Exercise: Report every line of the items below that contains the string "dark". Case matters.
· · · · ·
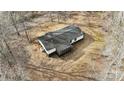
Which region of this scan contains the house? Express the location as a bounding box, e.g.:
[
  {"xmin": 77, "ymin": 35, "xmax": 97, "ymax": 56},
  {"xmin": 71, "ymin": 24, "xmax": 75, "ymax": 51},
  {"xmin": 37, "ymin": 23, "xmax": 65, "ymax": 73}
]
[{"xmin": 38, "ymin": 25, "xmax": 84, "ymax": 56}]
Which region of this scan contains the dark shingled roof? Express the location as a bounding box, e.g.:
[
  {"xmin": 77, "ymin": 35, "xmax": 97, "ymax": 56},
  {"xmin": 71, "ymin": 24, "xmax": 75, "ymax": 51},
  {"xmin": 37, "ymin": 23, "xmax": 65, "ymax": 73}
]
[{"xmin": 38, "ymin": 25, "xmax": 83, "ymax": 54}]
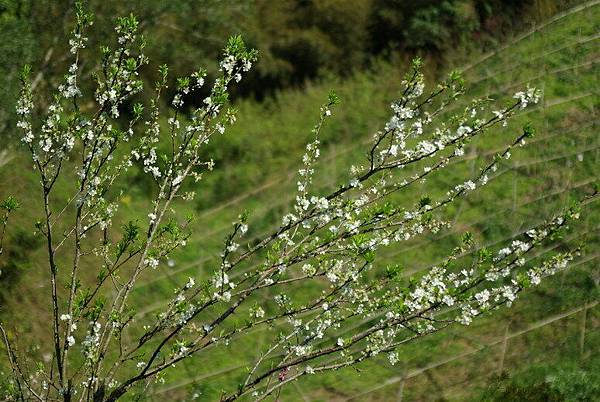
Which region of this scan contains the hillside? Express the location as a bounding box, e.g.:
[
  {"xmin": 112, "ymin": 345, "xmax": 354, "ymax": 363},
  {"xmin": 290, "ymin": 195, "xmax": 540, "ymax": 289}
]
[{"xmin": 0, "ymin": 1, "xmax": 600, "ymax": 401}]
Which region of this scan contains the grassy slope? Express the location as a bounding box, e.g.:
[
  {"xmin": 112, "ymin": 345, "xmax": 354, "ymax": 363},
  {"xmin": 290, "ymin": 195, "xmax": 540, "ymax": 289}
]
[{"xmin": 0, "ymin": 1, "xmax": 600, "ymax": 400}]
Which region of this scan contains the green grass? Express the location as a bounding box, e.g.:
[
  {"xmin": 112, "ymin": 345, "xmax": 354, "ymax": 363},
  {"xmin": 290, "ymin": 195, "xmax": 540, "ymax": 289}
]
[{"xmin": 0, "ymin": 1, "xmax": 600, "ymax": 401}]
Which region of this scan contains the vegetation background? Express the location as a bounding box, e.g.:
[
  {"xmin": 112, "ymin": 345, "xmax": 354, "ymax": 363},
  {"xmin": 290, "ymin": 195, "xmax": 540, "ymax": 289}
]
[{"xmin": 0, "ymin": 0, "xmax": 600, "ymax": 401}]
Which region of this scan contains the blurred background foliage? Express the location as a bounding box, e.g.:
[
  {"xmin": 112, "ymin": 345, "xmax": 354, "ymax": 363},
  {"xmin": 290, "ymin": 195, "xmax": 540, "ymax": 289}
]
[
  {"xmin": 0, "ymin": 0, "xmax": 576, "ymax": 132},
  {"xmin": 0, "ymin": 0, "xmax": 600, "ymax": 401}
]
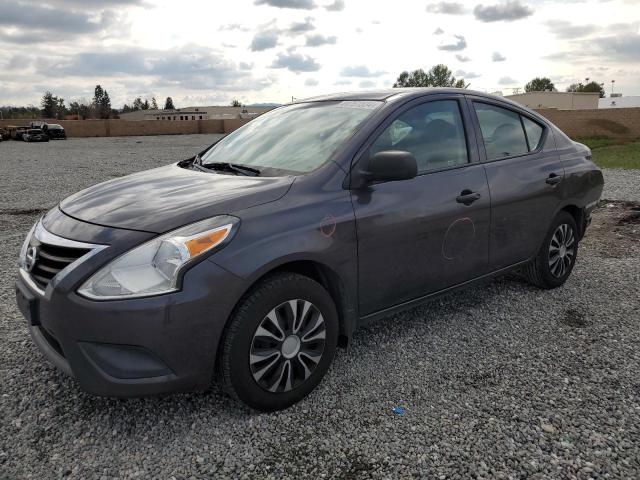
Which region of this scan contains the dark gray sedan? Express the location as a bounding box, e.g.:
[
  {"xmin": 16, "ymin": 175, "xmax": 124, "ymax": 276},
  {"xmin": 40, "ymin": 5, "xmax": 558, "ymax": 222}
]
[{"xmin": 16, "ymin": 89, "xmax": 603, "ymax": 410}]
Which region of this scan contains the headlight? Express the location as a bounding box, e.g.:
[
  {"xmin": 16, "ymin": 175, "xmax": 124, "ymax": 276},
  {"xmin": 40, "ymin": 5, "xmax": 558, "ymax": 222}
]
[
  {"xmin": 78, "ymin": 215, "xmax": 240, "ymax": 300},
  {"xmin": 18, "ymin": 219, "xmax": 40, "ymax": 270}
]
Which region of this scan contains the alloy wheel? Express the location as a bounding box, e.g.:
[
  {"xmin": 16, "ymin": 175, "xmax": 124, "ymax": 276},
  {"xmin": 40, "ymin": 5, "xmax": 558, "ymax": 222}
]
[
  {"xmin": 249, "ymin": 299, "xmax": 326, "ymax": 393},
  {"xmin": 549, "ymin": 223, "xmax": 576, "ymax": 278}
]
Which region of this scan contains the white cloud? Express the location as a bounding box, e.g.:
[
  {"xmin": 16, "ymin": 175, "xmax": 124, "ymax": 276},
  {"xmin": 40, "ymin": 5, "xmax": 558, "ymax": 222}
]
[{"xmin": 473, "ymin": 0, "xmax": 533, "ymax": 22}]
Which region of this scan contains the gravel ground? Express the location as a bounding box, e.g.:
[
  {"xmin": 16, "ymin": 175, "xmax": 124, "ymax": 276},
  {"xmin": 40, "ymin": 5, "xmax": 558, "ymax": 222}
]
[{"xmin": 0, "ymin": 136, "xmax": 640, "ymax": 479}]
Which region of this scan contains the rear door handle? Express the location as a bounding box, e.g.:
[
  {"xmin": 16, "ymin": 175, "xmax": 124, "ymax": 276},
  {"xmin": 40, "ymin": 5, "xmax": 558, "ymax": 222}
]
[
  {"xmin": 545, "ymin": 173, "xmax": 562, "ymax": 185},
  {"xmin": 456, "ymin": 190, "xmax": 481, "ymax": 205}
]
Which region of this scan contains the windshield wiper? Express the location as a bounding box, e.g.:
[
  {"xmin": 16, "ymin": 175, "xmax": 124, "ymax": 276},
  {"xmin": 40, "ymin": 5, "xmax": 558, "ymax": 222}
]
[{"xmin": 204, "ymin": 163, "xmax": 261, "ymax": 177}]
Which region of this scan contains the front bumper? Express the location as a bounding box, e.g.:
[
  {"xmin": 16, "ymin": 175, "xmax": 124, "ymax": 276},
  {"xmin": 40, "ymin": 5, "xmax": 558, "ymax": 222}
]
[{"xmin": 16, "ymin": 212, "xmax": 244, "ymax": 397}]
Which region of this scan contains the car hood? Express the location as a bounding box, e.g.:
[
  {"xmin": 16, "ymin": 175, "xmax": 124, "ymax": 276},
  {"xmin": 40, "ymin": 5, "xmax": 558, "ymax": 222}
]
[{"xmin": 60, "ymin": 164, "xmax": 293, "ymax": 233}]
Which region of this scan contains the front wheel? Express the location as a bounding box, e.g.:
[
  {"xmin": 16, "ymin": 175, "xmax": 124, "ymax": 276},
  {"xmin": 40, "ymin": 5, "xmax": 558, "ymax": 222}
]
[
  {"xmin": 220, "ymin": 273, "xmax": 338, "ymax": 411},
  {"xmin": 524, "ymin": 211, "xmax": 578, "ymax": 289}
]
· · · · ·
Response to the exercise:
Which region of this scan contains the dark shingled roof? Express the location as a bounding box, e.g.:
Which region of this scan contains the dark gray sedan? Express the location as a bounding box, e.g.:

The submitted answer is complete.